» What is needed
Send back exactly the lines from the opening line of the records below through the one with "Drop a point on each instance of the fence".
BEGIN Exercise materials
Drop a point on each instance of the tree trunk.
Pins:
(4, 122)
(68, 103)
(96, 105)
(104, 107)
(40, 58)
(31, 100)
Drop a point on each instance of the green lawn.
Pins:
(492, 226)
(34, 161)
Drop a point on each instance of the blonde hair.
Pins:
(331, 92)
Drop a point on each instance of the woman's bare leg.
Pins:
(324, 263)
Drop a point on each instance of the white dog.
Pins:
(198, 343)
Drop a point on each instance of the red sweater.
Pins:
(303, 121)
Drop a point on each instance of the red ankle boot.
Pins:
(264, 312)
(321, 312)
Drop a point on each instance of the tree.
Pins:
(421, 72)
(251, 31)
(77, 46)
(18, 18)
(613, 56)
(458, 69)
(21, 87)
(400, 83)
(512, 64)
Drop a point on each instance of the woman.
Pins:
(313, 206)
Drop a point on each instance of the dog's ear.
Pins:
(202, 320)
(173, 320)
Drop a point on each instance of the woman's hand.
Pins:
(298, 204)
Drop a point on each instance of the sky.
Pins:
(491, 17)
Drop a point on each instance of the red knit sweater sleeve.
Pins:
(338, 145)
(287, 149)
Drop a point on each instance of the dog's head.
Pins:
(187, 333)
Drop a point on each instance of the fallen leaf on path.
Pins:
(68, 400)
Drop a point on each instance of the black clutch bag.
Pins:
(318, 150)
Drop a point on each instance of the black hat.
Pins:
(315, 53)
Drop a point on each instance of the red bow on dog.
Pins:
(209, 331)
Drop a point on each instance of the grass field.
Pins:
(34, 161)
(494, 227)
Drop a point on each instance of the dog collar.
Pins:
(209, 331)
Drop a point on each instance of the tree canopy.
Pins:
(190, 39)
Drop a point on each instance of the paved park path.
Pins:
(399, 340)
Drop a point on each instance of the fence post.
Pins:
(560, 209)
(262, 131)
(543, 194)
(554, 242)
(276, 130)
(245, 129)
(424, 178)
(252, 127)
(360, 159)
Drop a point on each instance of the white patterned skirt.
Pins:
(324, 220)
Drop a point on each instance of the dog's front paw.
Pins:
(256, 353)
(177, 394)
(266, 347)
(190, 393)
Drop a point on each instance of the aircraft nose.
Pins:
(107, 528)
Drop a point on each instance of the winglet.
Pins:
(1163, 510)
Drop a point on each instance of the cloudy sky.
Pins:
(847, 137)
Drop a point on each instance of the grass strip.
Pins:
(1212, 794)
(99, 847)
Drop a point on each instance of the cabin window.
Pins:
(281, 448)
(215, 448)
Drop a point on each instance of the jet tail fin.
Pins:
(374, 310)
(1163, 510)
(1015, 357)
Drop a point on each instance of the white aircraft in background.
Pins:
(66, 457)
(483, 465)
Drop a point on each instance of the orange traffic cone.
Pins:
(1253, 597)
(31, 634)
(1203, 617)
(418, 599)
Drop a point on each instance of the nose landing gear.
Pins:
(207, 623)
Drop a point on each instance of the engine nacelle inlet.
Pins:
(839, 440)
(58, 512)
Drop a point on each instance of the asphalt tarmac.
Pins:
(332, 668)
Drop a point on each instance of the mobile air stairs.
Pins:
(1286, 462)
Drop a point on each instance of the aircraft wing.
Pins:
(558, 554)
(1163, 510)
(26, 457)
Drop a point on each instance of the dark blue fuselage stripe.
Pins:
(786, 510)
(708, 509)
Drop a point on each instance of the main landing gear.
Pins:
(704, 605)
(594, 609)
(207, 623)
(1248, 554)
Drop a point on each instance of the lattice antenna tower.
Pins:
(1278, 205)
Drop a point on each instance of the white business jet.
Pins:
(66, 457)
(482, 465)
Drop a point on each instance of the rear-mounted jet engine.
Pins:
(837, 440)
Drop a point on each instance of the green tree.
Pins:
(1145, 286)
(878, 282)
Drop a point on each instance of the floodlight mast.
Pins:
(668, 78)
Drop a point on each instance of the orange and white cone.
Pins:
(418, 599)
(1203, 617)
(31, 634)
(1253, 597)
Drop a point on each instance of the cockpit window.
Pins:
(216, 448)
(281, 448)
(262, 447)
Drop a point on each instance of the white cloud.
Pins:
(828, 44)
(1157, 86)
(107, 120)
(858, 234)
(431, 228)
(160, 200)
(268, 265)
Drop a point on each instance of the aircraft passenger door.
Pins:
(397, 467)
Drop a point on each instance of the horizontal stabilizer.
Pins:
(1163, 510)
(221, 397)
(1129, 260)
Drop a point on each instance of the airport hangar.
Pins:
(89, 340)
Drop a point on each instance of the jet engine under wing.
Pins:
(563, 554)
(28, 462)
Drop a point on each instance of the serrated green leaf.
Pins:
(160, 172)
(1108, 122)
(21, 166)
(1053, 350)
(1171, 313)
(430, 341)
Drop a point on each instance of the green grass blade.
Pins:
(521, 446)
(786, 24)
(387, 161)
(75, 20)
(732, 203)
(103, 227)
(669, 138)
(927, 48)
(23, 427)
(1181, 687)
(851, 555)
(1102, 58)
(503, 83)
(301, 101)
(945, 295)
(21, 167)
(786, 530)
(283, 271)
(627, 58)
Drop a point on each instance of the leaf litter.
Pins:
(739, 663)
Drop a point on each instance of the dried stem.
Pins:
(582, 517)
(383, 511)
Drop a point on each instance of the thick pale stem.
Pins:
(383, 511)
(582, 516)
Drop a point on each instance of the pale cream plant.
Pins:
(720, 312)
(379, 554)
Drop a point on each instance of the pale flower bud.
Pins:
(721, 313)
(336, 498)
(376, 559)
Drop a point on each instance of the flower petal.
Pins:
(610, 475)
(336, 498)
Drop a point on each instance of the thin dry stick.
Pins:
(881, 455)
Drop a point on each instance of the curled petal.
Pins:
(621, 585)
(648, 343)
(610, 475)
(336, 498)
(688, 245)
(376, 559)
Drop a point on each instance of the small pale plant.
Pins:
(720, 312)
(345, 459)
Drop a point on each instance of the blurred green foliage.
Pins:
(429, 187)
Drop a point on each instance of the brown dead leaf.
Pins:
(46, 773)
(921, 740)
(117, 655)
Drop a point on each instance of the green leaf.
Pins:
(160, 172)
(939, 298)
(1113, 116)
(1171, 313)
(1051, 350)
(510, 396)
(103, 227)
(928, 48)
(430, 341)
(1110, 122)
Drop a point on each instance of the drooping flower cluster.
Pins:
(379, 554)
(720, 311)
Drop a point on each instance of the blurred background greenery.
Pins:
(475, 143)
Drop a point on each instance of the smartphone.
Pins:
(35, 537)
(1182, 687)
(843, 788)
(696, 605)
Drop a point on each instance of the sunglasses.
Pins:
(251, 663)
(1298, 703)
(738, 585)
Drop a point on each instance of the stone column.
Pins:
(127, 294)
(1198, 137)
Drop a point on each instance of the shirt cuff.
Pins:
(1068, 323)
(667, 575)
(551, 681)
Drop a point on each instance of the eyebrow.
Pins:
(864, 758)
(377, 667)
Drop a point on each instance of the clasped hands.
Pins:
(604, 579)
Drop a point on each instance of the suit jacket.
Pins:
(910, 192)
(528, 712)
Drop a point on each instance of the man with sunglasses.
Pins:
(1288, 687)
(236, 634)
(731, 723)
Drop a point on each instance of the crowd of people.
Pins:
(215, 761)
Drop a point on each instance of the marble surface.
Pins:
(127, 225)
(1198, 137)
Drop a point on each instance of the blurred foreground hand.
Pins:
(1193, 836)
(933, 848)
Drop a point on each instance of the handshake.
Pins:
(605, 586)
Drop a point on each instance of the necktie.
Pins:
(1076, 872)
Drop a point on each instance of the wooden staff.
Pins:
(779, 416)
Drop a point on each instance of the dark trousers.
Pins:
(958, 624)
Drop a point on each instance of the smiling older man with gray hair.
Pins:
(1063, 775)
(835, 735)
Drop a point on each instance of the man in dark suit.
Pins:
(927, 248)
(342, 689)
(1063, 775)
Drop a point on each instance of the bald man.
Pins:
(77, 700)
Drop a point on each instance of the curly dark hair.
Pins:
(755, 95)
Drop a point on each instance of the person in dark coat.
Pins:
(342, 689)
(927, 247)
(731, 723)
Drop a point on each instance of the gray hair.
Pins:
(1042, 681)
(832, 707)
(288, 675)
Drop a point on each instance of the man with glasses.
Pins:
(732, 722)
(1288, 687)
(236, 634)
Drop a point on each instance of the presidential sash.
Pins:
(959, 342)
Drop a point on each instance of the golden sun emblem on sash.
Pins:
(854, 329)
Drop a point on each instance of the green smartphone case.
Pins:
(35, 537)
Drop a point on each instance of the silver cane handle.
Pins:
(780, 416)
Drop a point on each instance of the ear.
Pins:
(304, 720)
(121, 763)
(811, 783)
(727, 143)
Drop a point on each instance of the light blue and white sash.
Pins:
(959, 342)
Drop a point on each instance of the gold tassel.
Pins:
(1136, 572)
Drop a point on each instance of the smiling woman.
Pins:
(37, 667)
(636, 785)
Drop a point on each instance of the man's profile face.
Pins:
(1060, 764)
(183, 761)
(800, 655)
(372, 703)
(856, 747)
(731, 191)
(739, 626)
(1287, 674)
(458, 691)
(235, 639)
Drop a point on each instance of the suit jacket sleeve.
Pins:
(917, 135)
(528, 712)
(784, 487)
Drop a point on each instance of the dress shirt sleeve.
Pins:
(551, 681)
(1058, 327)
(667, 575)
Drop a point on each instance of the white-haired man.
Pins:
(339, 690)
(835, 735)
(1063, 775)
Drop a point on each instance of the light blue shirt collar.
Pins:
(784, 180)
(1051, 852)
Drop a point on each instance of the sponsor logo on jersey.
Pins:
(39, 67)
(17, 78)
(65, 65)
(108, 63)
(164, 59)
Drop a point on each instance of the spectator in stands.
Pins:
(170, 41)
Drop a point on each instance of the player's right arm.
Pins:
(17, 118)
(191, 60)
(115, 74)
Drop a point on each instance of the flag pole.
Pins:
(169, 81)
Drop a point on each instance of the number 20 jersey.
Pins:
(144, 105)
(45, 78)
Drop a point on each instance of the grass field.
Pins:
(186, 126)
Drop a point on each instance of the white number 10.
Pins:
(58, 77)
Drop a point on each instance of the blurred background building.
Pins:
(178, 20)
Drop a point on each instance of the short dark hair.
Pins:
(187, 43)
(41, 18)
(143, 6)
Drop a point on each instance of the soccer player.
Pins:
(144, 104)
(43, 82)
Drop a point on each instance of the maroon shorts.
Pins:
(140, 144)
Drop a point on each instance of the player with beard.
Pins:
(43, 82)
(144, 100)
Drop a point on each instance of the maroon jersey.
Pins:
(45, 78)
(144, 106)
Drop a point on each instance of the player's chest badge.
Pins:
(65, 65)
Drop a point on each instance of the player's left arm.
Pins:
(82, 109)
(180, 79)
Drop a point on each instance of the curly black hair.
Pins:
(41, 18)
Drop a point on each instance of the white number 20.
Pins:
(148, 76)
END Exercise materials
» Answer for the task
Drop a point on each instance of the tree trunk.
Pins:
(4, 122)
(68, 103)
(96, 105)
(104, 107)
(40, 58)
(31, 100)
Drop a point on each instance of the green lawn.
Pins:
(492, 226)
(34, 161)
Drop a point on each instance of the blonde hair.
Pins:
(331, 92)
Drop a point on each instance of the woman's bare leg.
Pins:
(324, 263)
Drop a point on each instance of the white dog.
Pins:
(198, 343)
Drop a point on each instance of the red sweater.
Pins:
(303, 121)
Drop a point on each instance of the red ankle boot.
Pins:
(264, 312)
(321, 312)
Drop a point on each instance of the tree.
Pins:
(421, 72)
(251, 31)
(77, 46)
(18, 18)
(613, 56)
(458, 69)
(21, 87)
(400, 83)
(512, 64)
Drop a point on each instance of the woman.
Pins:
(313, 206)
Drop a point on each instance of the dog's ear.
Pins:
(202, 320)
(173, 320)
Drop a point on each instance of the woman's hand.
Pins:
(298, 204)
Drop a point on each instance of the sky.
Pins:
(491, 17)
Drop a point on each instance of the red knit sweater sleeve.
Pins:
(338, 145)
(287, 149)
Drop a point on each instance of the dog's head.
Pins:
(187, 333)
Drop a point on each instance of the fallen leaf on path.
Pins:
(68, 400)
Drop a point on each instance of the black clutch bag.
Pins:
(318, 150)
Drop a point on each instance of the black hat.
Pins:
(315, 53)
Drop a point on each instance of the red bow on dog.
Pins:
(209, 331)
Drop a point on each instance of the grass field.
Pins:
(34, 161)
(494, 227)
Drop a point on each instance of the dog collar.
Pins:
(209, 331)
Drop a point on each instance of the tree canopy.
Pins:
(190, 39)
Drop a point on each instance of the paved park path.
Pins:
(399, 340)
Drop a point on each instance of the fence post.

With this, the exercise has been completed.